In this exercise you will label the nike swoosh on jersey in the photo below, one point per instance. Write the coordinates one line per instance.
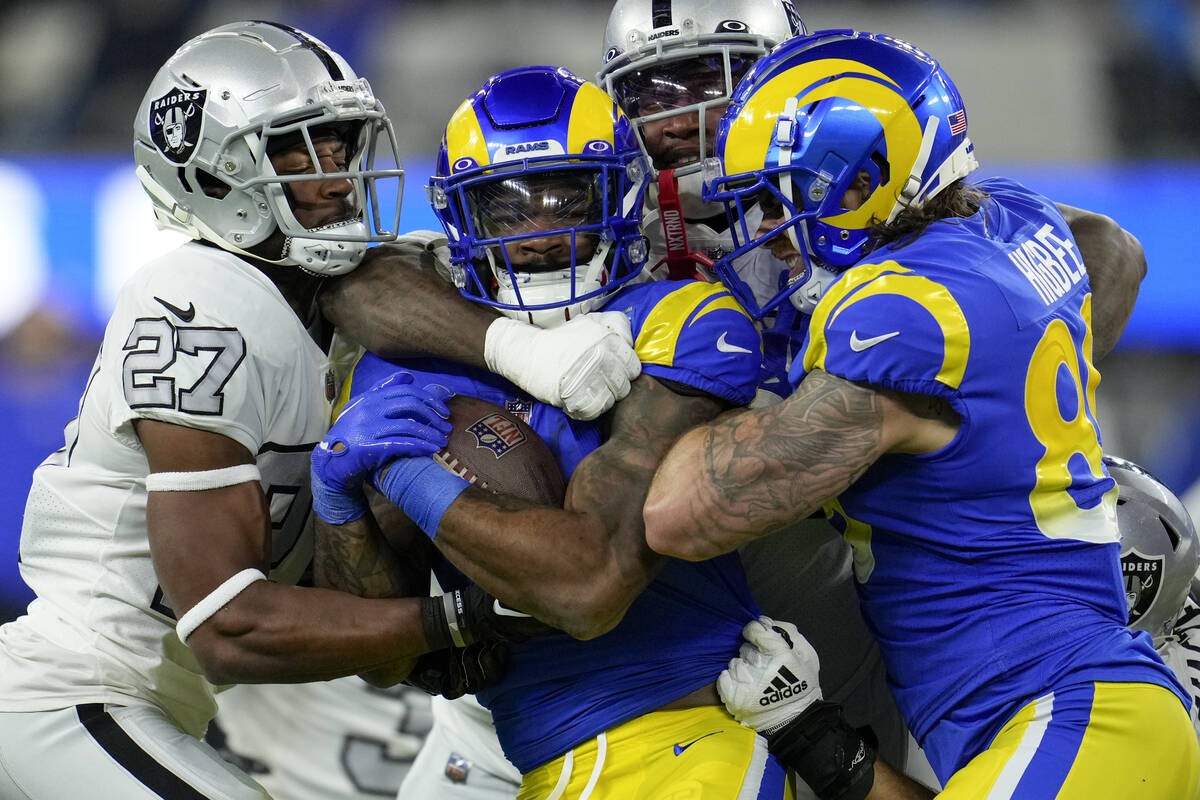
(725, 347)
(858, 344)
(187, 314)
(679, 749)
(504, 611)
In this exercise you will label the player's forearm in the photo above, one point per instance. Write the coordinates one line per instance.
(1115, 264)
(277, 633)
(563, 567)
(396, 305)
(355, 558)
(750, 473)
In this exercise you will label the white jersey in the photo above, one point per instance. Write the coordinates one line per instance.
(1181, 651)
(198, 338)
(337, 740)
(469, 726)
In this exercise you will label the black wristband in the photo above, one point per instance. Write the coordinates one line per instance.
(433, 624)
(833, 758)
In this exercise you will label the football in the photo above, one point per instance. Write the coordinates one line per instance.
(496, 450)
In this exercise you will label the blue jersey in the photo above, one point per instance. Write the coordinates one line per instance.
(988, 569)
(687, 625)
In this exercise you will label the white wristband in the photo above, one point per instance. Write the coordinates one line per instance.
(208, 479)
(215, 601)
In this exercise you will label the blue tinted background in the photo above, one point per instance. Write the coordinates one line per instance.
(1151, 200)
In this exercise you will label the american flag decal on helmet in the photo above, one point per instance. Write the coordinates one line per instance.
(958, 121)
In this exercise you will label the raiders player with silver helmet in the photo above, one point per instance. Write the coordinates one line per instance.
(1159, 558)
(161, 541)
(672, 65)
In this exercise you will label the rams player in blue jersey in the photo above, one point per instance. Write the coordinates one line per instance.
(943, 417)
(539, 187)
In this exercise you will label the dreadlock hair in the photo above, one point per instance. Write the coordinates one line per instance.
(958, 199)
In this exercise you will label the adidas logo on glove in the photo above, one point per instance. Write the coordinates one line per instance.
(785, 684)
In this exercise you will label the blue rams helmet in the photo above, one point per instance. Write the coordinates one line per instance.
(810, 118)
(1159, 548)
(539, 186)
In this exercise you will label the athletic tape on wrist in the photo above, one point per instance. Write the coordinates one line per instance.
(215, 601)
(208, 479)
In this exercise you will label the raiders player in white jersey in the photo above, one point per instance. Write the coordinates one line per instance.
(340, 739)
(672, 65)
(1159, 558)
(184, 481)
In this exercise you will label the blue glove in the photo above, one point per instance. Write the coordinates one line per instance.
(421, 488)
(394, 419)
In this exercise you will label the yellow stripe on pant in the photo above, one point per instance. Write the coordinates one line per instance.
(1089, 741)
(699, 753)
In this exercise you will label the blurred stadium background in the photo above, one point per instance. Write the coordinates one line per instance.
(1093, 102)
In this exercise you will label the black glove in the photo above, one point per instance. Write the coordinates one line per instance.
(462, 617)
(837, 761)
(454, 672)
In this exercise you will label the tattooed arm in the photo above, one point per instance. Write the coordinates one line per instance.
(395, 304)
(1115, 264)
(749, 473)
(577, 567)
(359, 558)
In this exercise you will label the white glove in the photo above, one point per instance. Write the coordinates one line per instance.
(583, 366)
(774, 679)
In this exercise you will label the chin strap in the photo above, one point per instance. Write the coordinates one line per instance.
(682, 262)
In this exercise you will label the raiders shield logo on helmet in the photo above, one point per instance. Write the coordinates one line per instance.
(177, 122)
(1144, 576)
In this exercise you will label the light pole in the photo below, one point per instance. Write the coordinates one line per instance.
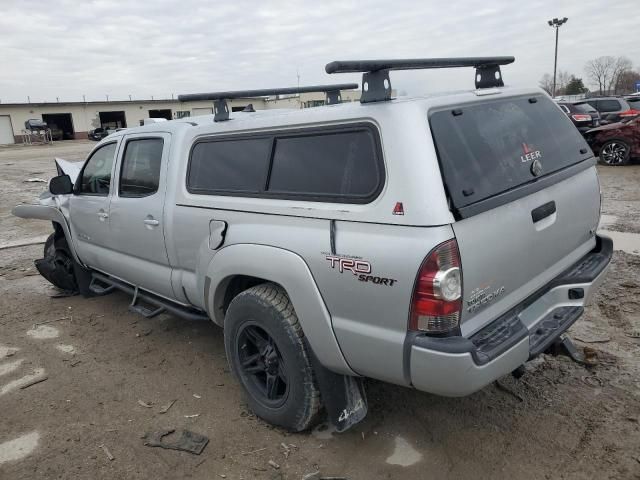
(556, 23)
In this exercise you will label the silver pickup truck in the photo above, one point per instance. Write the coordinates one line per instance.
(437, 242)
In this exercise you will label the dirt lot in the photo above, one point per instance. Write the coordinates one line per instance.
(109, 372)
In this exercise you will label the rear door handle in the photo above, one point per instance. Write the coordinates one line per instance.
(543, 211)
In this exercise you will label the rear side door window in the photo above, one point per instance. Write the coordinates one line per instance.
(96, 174)
(140, 172)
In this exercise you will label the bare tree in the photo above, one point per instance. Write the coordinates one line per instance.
(561, 82)
(622, 64)
(546, 83)
(626, 82)
(600, 71)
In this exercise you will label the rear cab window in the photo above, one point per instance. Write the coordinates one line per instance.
(329, 164)
(95, 178)
(487, 149)
(140, 173)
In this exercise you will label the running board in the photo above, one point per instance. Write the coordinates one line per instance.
(161, 304)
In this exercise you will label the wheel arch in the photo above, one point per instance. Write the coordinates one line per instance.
(244, 264)
(46, 212)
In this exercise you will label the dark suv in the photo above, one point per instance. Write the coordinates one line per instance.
(583, 115)
(612, 109)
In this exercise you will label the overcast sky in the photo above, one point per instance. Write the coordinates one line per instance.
(65, 49)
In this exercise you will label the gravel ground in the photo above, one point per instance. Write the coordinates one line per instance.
(109, 373)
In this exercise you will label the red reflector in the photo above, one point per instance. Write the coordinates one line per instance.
(581, 118)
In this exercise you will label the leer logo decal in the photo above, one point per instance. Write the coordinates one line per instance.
(529, 154)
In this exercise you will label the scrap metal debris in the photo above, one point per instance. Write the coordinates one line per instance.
(187, 441)
(593, 381)
(166, 407)
(35, 381)
(107, 452)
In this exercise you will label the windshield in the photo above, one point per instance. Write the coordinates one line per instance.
(585, 107)
(490, 147)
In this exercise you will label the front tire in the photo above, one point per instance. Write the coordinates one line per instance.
(57, 264)
(614, 153)
(267, 353)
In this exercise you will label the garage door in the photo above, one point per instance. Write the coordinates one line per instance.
(6, 132)
(202, 111)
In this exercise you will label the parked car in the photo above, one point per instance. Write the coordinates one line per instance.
(56, 132)
(583, 115)
(612, 109)
(418, 241)
(633, 101)
(617, 143)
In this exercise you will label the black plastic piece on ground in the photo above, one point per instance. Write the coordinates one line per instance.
(343, 396)
(519, 372)
(187, 441)
(98, 288)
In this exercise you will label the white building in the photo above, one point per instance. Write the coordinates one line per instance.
(74, 120)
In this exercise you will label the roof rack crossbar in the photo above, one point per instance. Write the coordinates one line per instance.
(221, 109)
(376, 84)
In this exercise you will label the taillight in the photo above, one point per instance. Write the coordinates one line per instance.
(437, 295)
(581, 118)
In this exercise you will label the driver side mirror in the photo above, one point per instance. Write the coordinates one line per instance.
(61, 185)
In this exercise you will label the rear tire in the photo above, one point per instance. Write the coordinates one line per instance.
(267, 353)
(614, 153)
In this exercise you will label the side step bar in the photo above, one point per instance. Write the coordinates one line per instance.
(160, 303)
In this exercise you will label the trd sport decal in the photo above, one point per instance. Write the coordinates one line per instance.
(360, 268)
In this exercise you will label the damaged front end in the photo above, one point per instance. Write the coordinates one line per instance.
(60, 264)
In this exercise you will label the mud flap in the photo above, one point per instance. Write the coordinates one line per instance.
(343, 396)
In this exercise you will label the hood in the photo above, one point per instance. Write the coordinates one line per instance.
(69, 168)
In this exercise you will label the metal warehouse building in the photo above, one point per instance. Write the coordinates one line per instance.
(74, 120)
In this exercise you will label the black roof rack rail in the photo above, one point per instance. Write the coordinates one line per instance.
(376, 84)
(220, 98)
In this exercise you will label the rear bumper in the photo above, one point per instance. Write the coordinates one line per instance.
(458, 366)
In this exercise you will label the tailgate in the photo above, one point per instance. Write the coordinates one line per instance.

-------------------------

» WHAT IS NEEDED: Write out all of the material above as a numbered list, one line per item, skipping any blank lines. Leave the pictures out.

» RESULT FOR THIS TASK:
1. In this exercise you will label the nike swoosh on jersey in the photo below, one point per instance. Write the coordinates one line per instance.
2. (725, 347)
3. (858, 344)
4. (187, 314)
5. (679, 749)
6. (504, 611)
7. In this exercise you will label the player's forearm in the photo above, one point per instance. Write the coordinates one line per instance.
8. (1115, 264)
9. (277, 633)
10. (563, 567)
11. (396, 305)
12. (355, 558)
13. (750, 473)
14. In this exercise you will label the white jersey in the photo above, one point per instance. Write the coordinates one line per instance.
15. (1181, 651)
16. (198, 338)
17. (337, 740)
18. (469, 726)
19. In this exercise you will label the black wristband in the photo above, one point per instance. Write the coordinates one line per instance.
20. (433, 624)
21. (833, 758)
22. In this exercise you will label the football in the photo above, one point per instance. Write the coordinates one line per instance.
23. (496, 450)
24. In this exercise you will label the blue jersey in the photo above, one point per instance. Write the coordinates one line per instance.
25. (988, 569)
26. (687, 625)
27. In this exercise you will label the white wristband in the photo above, one point per instance. Write the coordinates one line per instance.
28. (208, 479)
29. (215, 601)
30. In this exercise you will label the blue tinted background in the photo above, one point per instance. Write the coordinates one line per instance.
31. (1151, 200)
32. In this exercise you will label the american flag decal on helmet in the photo above, one point per instance. Write the coordinates one line per instance.
33. (958, 121)
34. In this exercise you will label the raiders player with silver helmet in the photo above, one point per instance. Write the coordinates one line per instance.
35. (1159, 558)
36. (161, 541)
37. (672, 65)
38. In this exercise you will label the rams player in blue jersey in the photo above, one point per instance. Write the coordinates one line per instance.
39. (943, 417)
40. (539, 187)
41. In this exercise you will label the dreadlock hair in the photo above, one point per instance. Write the coordinates one line per instance.
42. (958, 199)
43. In this exercise you will label the adidas logo on glove in the photo above, one point per instance. Write the coordinates one line per instance.
44. (785, 684)
45. In this exercise you will label the blue rams helmet in the photo above, one point per instance. Write the coordinates one line per instance.
46. (810, 118)
47. (1159, 548)
48. (539, 186)
49. In this exercise you will label the athletic tape on wrist in the photo above, one point per instance. Write the coordinates one line per instance.
50. (215, 601)
51. (208, 479)
52. In this exercise you will label the raiders player in white jersey in the photo above, one point per instance. Write the coordinates one line per instance.
53. (340, 739)
54. (672, 65)
55. (1159, 558)
56. (184, 481)
57. In this exercise you will label the blue glove in the photo above, one point per instance. Write the coordinates one line per instance.
58. (421, 488)
59. (394, 419)
60. In this exercise you will label the yellow stripe on pant in the photo above, one point per instance. Write the coordinates one line per instance.
61. (1089, 741)
62. (699, 753)
63. In this exercise you will label the blurred stadium background in the photo above, one point per instance. Write the coordinates one line per instance.
64. (1093, 102)
65. In this exercise you will label the black glove in the photo above, one point per instance. Write the coordinates one line per instance.
66. (462, 617)
67. (837, 761)
68. (454, 672)
69. In this exercise you will label the tattooed arm in the photo above, one point per instance. Write the coordinates one line per instance.
70. (395, 304)
71. (1115, 264)
72. (749, 473)
73. (577, 567)
74. (359, 558)
75. In this exercise you will label the white glove in the photo above, one point per instance. Write the coordinates one line per instance.
76. (583, 366)
77. (774, 679)
78. In this exercise you will label the chin strap in the photo above, one point per instance. Write the coordinates one line per instance.
79. (682, 262)
80. In this exercise you will label the raiders shield logo on helmet in the photo above, one point per instance. Write the coordinates one line per instance.
81. (177, 122)
82. (1144, 576)
83. In this exercise you will label the light pole in the photo below, one point per instance. Write the coordinates one line per instance.
84. (556, 23)
85. In this exercise you will label the silver pickup truck in the photo above, one point per instance. Write the coordinates one line per instance.
86. (437, 242)
87. In this exercise you will label the dirt lot in the photo above, one point per instance. Write the coordinates one line per instance.
88. (109, 372)
89. In this exercise you will label the rear door handle in the photo above, one point per instance. Write the coordinates one line per instance.
90. (543, 211)
91. In this exercise you will label the rear side door window in the photo above, one point per instance. Write the coordinates one line per instance.
92. (96, 174)
93. (140, 172)
94. In this exercise you will label the bare tree in the photo above, one point per instance. Write the coordinates one line per instance.
95. (561, 82)
96. (622, 64)
97. (546, 83)
98. (626, 82)
99. (600, 71)
100. In this exercise you will label the rear cab window in the photo above, one point per instance. Write the coordinates one line per instance.
101. (329, 164)
102. (95, 178)
103. (487, 149)
104. (140, 173)
105. In this exercise you will label the running board in the photo above, one point per instance. Write the coordinates one line per instance.
106. (161, 304)
107. In this exercise you will label the wheel arch in the photo above, one point per instance. Write the coordinates one line per instance.
108. (244, 264)
109. (46, 212)
110. In this exercise you will label the dark suv in the photo above, one point per instance. Write the coordinates one line per instance.
111. (583, 115)
112. (612, 109)
113. In this exercise you will label the overcast sky in the photo above, one point per instance. Write the coordinates one line per instance.
114. (65, 49)
115. In this exercise you will label the gravel ground in the photo above, one point per instance. Write the coordinates one line per instance.
116. (109, 373)
117. In this exercise you will label the red reflector in the photo above, one point per instance. Write the coordinates one line per instance.
118. (581, 118)
119. In this exercise you will label the leer logo decal in the photo above, one point per instance. Write the coordinates one line per instance.
120. (529, 154)
121. In this exercise you will label the scrap metal debris in the photo above, one point per instance. Write the coordinates one line per instance.
122. (187, 441)
123. (593, 381)
124. (166, 407)
125. (35, 381)
126. (107, 452)
127. In this exercise you will label the windshield in the photo above, one point per instance. Write the coordinates one line per instance.
128. (585, 107)
129. (490, 147)
130. In this exercise you will label the front tire in the photo above, one point per instance. Write the coordinates one line per instance.
131. (57, 264)
132. (614, 153)
133. (267, 353)
134. In this exercise you will label the garage door in the photo above, one point per instance. Write the coordinates one line per instance.
135. (6, 132)
136. (202, 111)
137. In this exercise you will label the parked car in the photo above, one point per instance. Write the coordinates one line per instance.
138. (56, 132)
139. (583, 115)
140. (612, 109)
141. (418, 241)
142. (633, 101)
143. (617, 143)
144. In this exercise you will label the black plastic piece on ground in the photo above, one point per instance. Write the coordinates one line per instance.
145. (343, 396)
146. (519, 372)
147. (187, 441)
148. (98, 288)
149. In this exercise you will label the white building in the photo above, one point per instance. Write the coordinates one line per instance.
150. (74, 120)
151. In this exercise you will label the roof rack crossbar in the photo above, one point per instance. Write the coordinates one line per instance.
152. (221, 109)
153. (376, 84)
154. In this exercise you will label the taillight in the photo above, one point per instance. Write the coordinates one line per instance.
155. (437, 295)
156. (581, 118)
157. In this exercise you will label the driver side mirror in the photo above, one point per instance. Write the coordinates one line per instance.
158. (61, 185)
159. In this exercise you will label the rear tire in the photo above, one point per instance. Write the coordinates one line per instance.
160. (267, 353)
161. (614, 153)
162. In this exercise you will label the side step bar in the photo above, one point per instance. Write the coordinates one line per instance.
163. (160, 303)
164. In this exercise you will label the trd sport decal in the photo above, one point per instance. Write the coordinates one line per instance.
165. (360, 268)
166. In this exercise you will label the damaged front end in the photo above, one point per instance. Write the coordinates one line per instance.
167. (60, 264)
168. In this exercise you will label the mud flap in the photo above, one point per instance. Write the coordinates one line per instance.
169. (343, 396)
170. In this exercise you will label the hood in the photo above, one point per instance. Write the coordinates one line per instance.
171. (69, 168)
172. In this exercise you will label the metal warehouse building in the photo above, one point per instance. Write the coordinates one line per instance.
173. (74, 120)
174. In this exercise you will label the black roof rack rail in the photo above, one point per instance. Write the coordinates one line per instance.
175. (376, 84)
176. (220, 98)
177. In this exercise you will label the rear bumper in the photo above, one point per instance. Write the coordinates one line per instance.
178. (458, 366)
179. In this exercise you will label the tailgate in the photo above, one point per instance. Write the coordinates one line per instance.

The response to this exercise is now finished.